* [Page extract]
It feels good to be part of the circle. The woman who owns the mini market where we bought groceries earlier today is next to me. I then spot the girl who works at the local taverna, where we had dinner earlier. They have just closed their shops and joined the festivities. I don’t know if they’re transphobic or not, or how they are feeling about me joining their dance. For a few moments, there’s just the dance and nothing else. A circle dance that goes back thousands of years – a sweaty language spoken fluently by diverse bodies across age, class, gender and sexual orientation. The songs and the lyrics are just a temporary layer – a performance costume draped over a pulsating body. Words are bound to evolve and change.

I want to shed this crumpling costume.
I’m dreaming of new songs – of reclaiming the circle dances.

My queer optimism is fuelled by tsipouro and the endorphin released from the dance. From initially being a quiet observer, I’m now claiming active participation.

* * *

Naturally, my presence attracts the attention of the people, who openly talk about me without any attempt to conceal it. I recall the interview G conducted with Ghanaian trans activist and artist Va-Bene Elikem Fiatsi during our art residency in Kumasi, which I filmed: “Everything in Ghana is performance” she said, “... everyone performs.” [8] I ponder this in the context of Greece: everything is performance here too. But primarily, everyone is an audience – observing one another. Performers are also spectators, and spectators perform too. People stroll around to see and to be seen. Glares are not shy: they are direct and unapologetic.

As a trans person, my appearance – which does not conform to traditional norms – is perceived as an invitation for scrutiny. But this behaviour is not unique to the locals: some retired white French heterosexual couples are particularly direct in their gaze. Whether we’re passing each other on the street, or sitting at adjacent tables in a restaurant, they turn their heads to openly study me – gossiping with each other before turning again to re- examining me. I am not sure what upsets me more: the fact that they are even more intrusive than the local Greeks or their colonisers’ gaze in my native land?

At times, I meet their gaze, directly. Initially, they seem content to hold it, perhaps hoping to uncover something in my eyes to solve the mystery they have created in their minds. But I am a professional eye-gazer – years of practice maintaining eye contact during intimate performances. Soon, they grow uncomfortable. This level of intimacy is unfamiliar to them: losing their sense of entitlement, they avert their gaze.

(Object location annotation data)
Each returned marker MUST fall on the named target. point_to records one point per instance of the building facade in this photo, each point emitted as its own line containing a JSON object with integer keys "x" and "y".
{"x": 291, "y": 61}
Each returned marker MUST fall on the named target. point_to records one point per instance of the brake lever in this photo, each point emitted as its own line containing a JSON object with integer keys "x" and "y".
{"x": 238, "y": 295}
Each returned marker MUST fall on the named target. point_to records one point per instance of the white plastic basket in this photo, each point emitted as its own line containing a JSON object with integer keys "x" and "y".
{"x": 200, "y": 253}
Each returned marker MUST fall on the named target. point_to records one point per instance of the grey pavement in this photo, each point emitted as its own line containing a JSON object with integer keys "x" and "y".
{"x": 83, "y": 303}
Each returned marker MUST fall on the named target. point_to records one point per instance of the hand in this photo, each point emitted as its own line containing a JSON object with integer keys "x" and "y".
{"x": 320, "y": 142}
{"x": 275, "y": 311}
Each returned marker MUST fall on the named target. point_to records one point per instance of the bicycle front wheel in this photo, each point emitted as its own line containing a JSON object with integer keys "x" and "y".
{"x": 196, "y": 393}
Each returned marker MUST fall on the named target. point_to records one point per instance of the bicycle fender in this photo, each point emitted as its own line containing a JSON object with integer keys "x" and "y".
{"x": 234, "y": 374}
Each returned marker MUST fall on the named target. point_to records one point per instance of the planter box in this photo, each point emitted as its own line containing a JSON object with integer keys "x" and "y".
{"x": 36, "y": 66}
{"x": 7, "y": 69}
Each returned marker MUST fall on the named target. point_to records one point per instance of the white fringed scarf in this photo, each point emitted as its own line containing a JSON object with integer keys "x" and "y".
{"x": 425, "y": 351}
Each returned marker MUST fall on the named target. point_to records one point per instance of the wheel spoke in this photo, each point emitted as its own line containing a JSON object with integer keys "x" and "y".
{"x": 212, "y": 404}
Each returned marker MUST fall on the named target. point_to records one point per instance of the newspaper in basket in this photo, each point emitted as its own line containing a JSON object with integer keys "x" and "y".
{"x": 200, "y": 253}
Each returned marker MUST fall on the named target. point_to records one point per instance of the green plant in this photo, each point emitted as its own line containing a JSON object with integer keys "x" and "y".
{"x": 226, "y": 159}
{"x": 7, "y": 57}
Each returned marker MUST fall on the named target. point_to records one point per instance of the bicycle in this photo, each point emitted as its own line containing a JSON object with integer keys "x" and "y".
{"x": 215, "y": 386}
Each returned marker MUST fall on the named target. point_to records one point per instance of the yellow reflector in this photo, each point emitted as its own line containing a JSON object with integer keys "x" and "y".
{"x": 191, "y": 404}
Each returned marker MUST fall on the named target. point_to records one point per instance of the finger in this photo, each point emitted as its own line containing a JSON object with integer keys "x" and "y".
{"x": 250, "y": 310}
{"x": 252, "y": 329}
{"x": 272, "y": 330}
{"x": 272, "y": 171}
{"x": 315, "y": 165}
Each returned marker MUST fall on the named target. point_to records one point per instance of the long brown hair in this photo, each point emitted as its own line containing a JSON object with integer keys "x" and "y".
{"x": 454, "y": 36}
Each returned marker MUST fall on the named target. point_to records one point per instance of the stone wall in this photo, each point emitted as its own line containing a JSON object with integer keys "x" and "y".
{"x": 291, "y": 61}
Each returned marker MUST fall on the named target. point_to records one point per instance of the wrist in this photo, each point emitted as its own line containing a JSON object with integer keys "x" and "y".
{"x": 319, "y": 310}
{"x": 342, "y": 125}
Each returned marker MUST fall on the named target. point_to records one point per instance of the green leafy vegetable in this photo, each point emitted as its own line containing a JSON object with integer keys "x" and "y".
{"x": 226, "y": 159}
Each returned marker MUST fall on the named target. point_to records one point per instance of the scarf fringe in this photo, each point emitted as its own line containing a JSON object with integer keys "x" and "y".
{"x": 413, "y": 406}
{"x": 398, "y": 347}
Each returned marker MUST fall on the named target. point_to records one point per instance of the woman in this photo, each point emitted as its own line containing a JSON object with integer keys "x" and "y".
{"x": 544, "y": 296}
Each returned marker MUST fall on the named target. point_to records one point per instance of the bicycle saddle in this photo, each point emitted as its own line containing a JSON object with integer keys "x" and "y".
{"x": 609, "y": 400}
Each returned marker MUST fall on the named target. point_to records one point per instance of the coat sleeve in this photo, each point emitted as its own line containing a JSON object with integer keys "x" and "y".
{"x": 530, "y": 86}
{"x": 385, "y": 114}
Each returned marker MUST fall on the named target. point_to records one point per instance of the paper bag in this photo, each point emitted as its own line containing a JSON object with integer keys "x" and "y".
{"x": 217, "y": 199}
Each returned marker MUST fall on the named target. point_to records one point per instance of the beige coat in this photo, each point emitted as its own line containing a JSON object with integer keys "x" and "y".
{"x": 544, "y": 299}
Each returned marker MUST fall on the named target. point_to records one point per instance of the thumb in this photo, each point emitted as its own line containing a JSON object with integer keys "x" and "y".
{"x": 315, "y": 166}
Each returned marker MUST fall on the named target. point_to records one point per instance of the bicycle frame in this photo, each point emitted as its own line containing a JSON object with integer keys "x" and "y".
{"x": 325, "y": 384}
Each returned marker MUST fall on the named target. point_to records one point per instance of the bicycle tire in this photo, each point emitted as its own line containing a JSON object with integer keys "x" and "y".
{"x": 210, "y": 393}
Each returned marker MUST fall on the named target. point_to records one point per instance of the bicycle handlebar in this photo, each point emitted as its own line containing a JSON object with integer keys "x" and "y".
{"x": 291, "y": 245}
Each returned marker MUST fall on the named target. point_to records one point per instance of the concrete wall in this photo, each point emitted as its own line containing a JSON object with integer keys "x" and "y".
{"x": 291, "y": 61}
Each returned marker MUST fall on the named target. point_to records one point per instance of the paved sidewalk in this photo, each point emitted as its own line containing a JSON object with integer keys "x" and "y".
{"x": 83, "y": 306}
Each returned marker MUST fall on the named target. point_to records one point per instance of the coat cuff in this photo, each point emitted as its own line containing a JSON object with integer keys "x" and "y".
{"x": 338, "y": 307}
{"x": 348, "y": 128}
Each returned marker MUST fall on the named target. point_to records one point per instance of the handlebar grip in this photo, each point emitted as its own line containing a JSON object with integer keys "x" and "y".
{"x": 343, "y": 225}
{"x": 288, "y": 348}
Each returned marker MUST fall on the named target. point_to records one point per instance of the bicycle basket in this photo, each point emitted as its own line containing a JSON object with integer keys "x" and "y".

* [Exercise set]
a: The passage about the circle dance describes the dance as a language spoken by bodies that differ in several ways. List each of those ways as the passage names them.
b: In the passage about the circle dance, copy the text from "I’m dreaming of" up to and including "direct and unapologetic.".

* [Worked solutions]
a: age, class, gender, sexual orientation

b:
I’m dreaming of new songs – of reclaiming the circle dances.

My queer optimism is fuelled by tsipouro and the endorphin released from the dance. From initially being a quiet observer, I’m now claiming active participation.

* * *

Naturally, my presence attracts the attention of the people, who openly talk about me without any attempt to conceal it. I recall the interview G conducted with Ghanaian trans activist and artist Va-Bene Elikem Fiatsi during our art residency in Kumasi, which I filmed: “Everything in Ghana is performance” she said, “... everyone performs.” [8] I ponder this in the context of Greece: everything is performance here too. But primarily, everyone is an audience – observing one another. Performers are also spectators, and spectators perform too. People stroll around to see and to be seen. Glares are not shy: they are direct and unapologetic.